───── EXTRACTED TEXT ─────

I believe there was a mis-print in the ingredients. This baking disappointment you have described is not your fault. You can find another cake recipe & employ the same salted icing. I didn't scrutinize the icing.

 

Good luck Sara & Happy New Year to you as well.

 

  Z~BESTUS.

post #11 of 18
Thread Starter 

Yes I did, but I'm not a very good baker so I didn't dare to adjust the recipe myself... How should I modify this recipe to get better results? Or do you have a good recipe to recommend? :) 

post #12 of 18

@sarahconstw The recipe that you are using is sound so we will have to take a look at your oven and baking tins.

 

First, I believe your problem is with the baking tins you are using. The recipe has a lot of batter and may call for 3-8" baking tins to be used. If you are only using one or two 9" baking tins then there is too much batter in those tins for you to bake properly given the temp and time allowed. If you do not have three of with 8" or 9" baking tins then you will have to go out and invest in the appropriate amount to make this cake the way it is suggested in the recipe. If you have three 8-1/2"x4-1/4"x2-1/2" or 9"x5"x3" loaf pans on hand you can use those to properly bake this cake according to recipe. This recipe will yield approximately 15 cups of batter or more so you will need to space that out appropriately between three baking pans calculating that you will only fill each pan approximately half full for room to rise.

───── MATERIAL ─────

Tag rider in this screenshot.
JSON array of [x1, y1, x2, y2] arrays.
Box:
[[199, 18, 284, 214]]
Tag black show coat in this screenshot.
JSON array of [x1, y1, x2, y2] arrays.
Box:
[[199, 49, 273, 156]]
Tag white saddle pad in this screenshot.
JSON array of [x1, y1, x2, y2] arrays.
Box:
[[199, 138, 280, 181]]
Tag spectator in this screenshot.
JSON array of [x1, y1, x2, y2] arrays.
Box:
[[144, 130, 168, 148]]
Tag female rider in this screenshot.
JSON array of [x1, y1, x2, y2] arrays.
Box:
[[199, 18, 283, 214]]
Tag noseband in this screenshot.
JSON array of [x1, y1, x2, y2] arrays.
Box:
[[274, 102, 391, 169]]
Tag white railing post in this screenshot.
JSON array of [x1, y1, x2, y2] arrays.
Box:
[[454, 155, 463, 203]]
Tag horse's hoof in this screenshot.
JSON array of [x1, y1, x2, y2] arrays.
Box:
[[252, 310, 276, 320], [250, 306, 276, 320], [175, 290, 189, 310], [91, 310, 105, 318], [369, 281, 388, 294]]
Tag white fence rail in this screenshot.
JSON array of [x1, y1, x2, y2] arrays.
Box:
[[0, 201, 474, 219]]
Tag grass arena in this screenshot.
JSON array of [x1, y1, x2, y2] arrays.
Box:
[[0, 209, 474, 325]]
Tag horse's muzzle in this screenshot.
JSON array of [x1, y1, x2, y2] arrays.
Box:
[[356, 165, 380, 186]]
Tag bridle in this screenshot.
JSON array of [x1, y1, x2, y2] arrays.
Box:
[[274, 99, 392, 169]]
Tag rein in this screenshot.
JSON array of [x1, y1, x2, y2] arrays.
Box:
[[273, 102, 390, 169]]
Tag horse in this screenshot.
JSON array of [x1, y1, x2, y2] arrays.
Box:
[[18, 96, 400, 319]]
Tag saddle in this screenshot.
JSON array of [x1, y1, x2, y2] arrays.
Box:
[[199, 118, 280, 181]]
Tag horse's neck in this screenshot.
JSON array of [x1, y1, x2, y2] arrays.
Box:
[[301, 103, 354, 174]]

─────

## COMPLETE THE FOLLOWING
1. According to the cake-baking forum thread, about how much batter does the recipe yield?
2. Take the cake-baking forum thread further, starting right after its final sentence.
The entries come from a different source than the cake-baking forum thread.

## ANSWERS PROVIDED
1. Approximately 15 cups of batter or more.

2.
 

Second, always make sure you have an oven thermometer. This helps not only in baking but for every use when using an oven. Ovens can vary 15 degrees and up according to type and age so that is why we will always suggest for you to invest in one of these. They are not expensive and worth the wee cost to get perfect oven temps.

 

This recipe does NOT need to be modified! :D

 

@Z-BESTUS I am not sure what planet you are living on or what sort of bull manure you are trying to pull but you are most definitely NOT a professionally trained baker and if you are then you definitely fell asleep in class a lot or definitely did not take home a pay check as a professional baker (unless it was a corporately run monstrosity) which explains a lot.

I AM a professionally trained and professionally applied former owner and chef of my own businesses as a pastry chef, baker and former chef. This crap that you are trying to sell that there is too much applesauce in this recipe and not enough egg??? WTF?? Applesauce is a substitute for egg!!!! Gluten is NOT NEEDED in any baked product. PERIOD. It is used for convenience however, it is not the foundation of all baked goods as there are tons of baked goods that have NO GLUTEN in them. If you were a formally trained baker you would KNOW that what the OT poster had said about the browned top and soggy bottom would have NOTHING to do with your gluten comment. It would be an oven, pan or possible substitute ingredient issue. 

post #13 of 18
Thread Starter 
@FablesableHi I actually halved the recipe then separated the batter into two pans! sorry for the misunderstanding :/
post #14 of 18
Quote:
Originally Posted by sarahconstw View Post

 

I used a black coloured 9” cake tin

 

One 9 inch pan is not large enuf to hold even 1/2 of the linked recipe if you are filling it to the half way mark (assuming a 2 in tall pan).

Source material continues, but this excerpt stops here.